Document text.
++++++++

Oil prices are driven by global market balances primarily influenced by factors external to the National Energy Modeling System (NEMS) model. The price of Brent crude, in 2017 dollars, reaches $229 per barrel by 2050 in the High Oil Price case, compared with $114/b in the Reference case and $52/b in the Low Oil Price case.

In the High Oil and Gas Resource and Technology case, lower costs and higher resource availability than in the Reference case allow for higher production at lower prices. In the Low Oil and Gas Resource and Technology case, assumptions of lower resources and higher costs are applied. The effects of the economic assumptions on energy consumption are addressed in the High and Low Economic Growth cases, assuming compound annual growth rates for U.S. gross domestic product of 2.6% and 1.5%, respectively, from 2017–50, compared with 2.0%/year growth in the Reference case.

Cases assuming the Clean Power Plan are implemented show how the presence of that policy could affect energy markets and emissions compared with the Reference, resource, economic and oil price cases.

++++++++

(Region annotation entries)
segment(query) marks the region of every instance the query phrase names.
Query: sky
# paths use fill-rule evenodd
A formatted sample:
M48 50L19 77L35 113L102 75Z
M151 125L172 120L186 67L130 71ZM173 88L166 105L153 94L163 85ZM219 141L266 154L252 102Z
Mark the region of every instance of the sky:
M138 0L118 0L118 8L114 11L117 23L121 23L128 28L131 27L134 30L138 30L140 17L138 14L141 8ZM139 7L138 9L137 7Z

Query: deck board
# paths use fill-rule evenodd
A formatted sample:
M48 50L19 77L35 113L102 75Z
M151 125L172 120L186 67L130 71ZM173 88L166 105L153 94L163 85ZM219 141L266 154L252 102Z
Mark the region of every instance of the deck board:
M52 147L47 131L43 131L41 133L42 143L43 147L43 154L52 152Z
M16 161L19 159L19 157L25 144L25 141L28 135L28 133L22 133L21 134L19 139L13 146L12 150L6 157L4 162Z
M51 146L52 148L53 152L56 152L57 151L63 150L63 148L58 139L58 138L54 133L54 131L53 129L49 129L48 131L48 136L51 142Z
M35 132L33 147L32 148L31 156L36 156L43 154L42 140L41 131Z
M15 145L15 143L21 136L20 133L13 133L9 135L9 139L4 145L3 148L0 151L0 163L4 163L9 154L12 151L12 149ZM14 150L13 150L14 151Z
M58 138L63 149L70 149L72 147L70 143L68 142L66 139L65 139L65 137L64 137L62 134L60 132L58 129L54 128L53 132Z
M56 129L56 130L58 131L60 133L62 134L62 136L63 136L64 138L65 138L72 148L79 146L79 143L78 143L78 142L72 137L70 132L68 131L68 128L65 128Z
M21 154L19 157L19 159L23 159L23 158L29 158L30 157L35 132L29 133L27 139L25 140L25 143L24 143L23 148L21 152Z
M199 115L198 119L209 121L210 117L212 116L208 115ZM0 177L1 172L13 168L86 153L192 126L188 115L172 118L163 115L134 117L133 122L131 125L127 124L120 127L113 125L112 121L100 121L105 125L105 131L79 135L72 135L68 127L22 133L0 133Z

++++++++

Objective A. Reproduce the portion of the passage on oil price and economic growth cases that runs from "Cases assuming the" up to and including "oil price cases.".
Objective B. Write the next part of the passage on oil price and economic growth cases, continuing after its final sentence.

Response A.
Cases assuming the Clean Power Plan are implemented show how the presence of that policy could affect energy markets and emissions compared with the Reference, resource, economic and oil price cases.

Response B.
Natural Gas, Renewables Grow the Most

The fuel mix of U.S. consumption changes over the projection period with natural gas and renewables growing the most in the Reference case. Natural gas grows the most on an absolute basis in the case projection and nonhydro-electric renewables grow the most on a percentage basis. The industrial sector accounts for the most growth in natural gas consumption with expanding use in the chemical industries, for industrial heat and power and for liquefied natural gas production.

Also, in the power sector, natural gas consumption increases as a result of the scheduled expiration of renewables tax credits in the mid-2020s. A combination of reductions in technology costs and implementation of policies that encourage the use of renewables at the state level, such as renewable portfolio standards, and at the federal level, production and investment tax credits, drives down the costs of renewables technologies—wind and solar photovoltaic—supporting their expanded adoption.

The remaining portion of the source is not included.